GIVEN EXERCISE ->
Count how many lines of the items below contain the string "lawn", matching case exactly, and reply with that number only.

::: SOURCE RECORDS

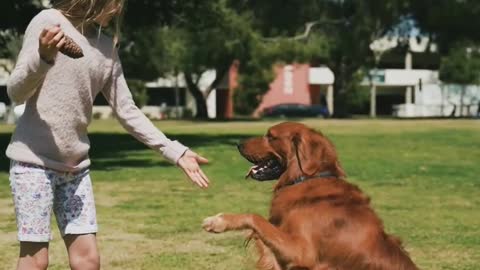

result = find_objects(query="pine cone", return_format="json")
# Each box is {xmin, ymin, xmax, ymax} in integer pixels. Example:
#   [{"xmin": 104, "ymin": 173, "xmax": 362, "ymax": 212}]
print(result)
[{"xmin": 60, "ymin": 36, "xmax": 83, "ymax": 59}]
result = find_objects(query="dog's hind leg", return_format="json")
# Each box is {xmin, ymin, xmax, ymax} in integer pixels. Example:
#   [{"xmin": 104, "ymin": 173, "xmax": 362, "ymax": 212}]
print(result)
[
  {"xmin": 255, "ymin": 237, "xmax": 282, "ymax": 270},
  {"xmin": 203, "ymin": 214, "xmax": 316, "ymax": 269}
]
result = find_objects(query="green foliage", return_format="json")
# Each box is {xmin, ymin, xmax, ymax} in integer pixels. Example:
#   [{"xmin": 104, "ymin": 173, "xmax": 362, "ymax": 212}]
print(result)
[
  {"xmin": 439, "ymin": 44, "xmax": 480, "ymax": 85},
  {"xmin": 127, "ymin": 79, "xmax": 148, "ymax": 108}
]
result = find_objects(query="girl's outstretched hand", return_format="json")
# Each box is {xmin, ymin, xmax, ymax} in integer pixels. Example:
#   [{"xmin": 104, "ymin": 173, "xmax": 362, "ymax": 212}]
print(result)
[
  {"xmin": 177, "ymin": 150, "xmax": 210, "ymax": 188},
  {"xmin": 38, "ymin": 25, "xmax": 65, "ymax": 63}
]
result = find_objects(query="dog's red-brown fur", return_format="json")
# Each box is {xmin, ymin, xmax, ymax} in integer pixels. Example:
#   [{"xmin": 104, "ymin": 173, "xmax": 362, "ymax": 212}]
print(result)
[{"xmin": 203, "ymin": 123, "xmax": 417, "ymax": 270}]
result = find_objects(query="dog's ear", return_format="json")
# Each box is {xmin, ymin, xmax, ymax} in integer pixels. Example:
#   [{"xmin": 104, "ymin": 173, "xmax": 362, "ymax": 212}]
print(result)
[{"xmin": 292, "ymin": 130, "xmax": 346, "ymax": 177}]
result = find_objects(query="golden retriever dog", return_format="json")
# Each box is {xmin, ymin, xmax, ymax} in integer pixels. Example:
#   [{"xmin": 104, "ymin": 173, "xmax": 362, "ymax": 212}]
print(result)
[{"xmin": 203, "ymin": 122, "xmax": 417, "ymax": 270}]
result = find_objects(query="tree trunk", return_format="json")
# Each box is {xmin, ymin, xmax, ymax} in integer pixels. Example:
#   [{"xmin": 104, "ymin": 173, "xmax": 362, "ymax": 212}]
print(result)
[{"xmin": 185, "ymin": 73, "xmax": 208, "ymax": 119}]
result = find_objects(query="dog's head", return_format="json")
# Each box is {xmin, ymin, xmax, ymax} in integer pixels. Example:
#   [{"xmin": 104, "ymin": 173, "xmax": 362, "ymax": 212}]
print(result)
[{"xmin": 238, "ymin": 122, "xmax": 345, "ymax": 186}]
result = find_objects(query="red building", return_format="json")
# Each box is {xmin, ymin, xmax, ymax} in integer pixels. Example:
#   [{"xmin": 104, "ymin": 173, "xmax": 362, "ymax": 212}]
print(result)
[{"xmin": 216, "ymin": 62, "xmax": 334, "ymax": 118}]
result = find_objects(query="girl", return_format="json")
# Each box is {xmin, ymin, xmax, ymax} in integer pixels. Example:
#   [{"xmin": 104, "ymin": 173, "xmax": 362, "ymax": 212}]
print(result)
[{"xmin": 6, "ymin": 0, "xmax": 209, "ymax": 270}]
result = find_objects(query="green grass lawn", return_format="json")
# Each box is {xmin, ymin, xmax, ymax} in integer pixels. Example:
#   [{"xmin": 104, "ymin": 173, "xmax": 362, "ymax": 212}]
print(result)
[{"xmin": 0, "ymin": 120, "xmax": 480, "ymax": 270}]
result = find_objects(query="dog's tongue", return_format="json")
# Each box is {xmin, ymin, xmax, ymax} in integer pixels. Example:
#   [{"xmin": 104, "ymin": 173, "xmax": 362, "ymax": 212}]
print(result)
[{"xmin": 245, "ymin": 165, "xmax": 258, "ymax": 179}]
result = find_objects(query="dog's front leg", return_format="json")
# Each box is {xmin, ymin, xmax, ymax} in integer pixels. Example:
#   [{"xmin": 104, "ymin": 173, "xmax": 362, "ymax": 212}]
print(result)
[{"xmin": 202, "ymin": 214, "xmax": 316, "ymax": 269}]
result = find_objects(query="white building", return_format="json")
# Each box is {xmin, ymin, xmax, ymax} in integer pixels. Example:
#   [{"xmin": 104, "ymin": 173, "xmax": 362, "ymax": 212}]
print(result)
[{"xmin": 368, "ymin": 34, "xmax": 480, "ymax": 118}]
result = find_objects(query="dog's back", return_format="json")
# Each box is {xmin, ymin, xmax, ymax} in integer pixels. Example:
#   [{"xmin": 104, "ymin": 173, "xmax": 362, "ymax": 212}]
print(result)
[{"xmin": 267, "ymin": 178, "xmax": 417, "ymax": 270}]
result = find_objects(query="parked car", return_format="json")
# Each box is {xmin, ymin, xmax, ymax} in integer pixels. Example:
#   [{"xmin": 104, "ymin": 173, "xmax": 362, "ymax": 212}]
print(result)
[{"xmin": 263, "ymin": 103, "xmax": 329, "ymax": 117}]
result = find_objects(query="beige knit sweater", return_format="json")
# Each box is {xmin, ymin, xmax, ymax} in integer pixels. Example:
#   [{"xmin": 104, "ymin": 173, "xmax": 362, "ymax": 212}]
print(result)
[{"xmin": 6, "ymin": 9, "xmax": 187, "ymax": 172}]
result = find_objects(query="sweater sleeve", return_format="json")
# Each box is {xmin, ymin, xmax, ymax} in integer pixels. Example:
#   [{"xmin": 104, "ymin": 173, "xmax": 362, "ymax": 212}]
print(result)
[
  {"xmin": 102, "ymin": 52, "xmax": 188, "ymax": 164},
  {"xmin": 7, "ymin": 13, "xmax": 51, "ymax": 103}
]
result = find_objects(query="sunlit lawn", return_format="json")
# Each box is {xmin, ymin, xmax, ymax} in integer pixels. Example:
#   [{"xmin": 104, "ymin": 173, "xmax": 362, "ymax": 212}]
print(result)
[{"xmin": 0, "ymin": 120, "xmax": 480, "ymax": 270}]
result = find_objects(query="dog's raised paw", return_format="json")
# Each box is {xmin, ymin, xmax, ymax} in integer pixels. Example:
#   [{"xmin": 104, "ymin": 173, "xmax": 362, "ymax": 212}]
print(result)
[{"xmin": 202, "ymin": 213, "xmax": 227, "ymax": 233}]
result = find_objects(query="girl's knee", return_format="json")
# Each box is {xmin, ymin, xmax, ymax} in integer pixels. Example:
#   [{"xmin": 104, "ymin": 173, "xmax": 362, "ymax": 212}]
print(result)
[
  {"xmin": 17, "ymin": 242, "xmax": 48, "ymax": 270},
  {"xmin": 70, "ymin": 252, "xmax": 100, "ymax": 270}
]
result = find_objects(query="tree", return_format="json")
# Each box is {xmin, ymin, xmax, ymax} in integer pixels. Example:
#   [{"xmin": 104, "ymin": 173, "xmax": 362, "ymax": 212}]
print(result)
[{"xmin": 439, "ymin": 43, "xmax": 480, "ymax": 116}]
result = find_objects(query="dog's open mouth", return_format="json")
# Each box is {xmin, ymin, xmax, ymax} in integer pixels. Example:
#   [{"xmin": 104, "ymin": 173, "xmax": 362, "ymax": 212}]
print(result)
[{"xmin": 245, "ymin": 158, "xmax": 285, "ymax": 181}]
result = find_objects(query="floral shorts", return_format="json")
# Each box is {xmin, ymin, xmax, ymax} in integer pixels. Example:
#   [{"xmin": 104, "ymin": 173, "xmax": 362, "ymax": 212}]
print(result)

::::::

OUTPUT OF THE EXERCISE ->
2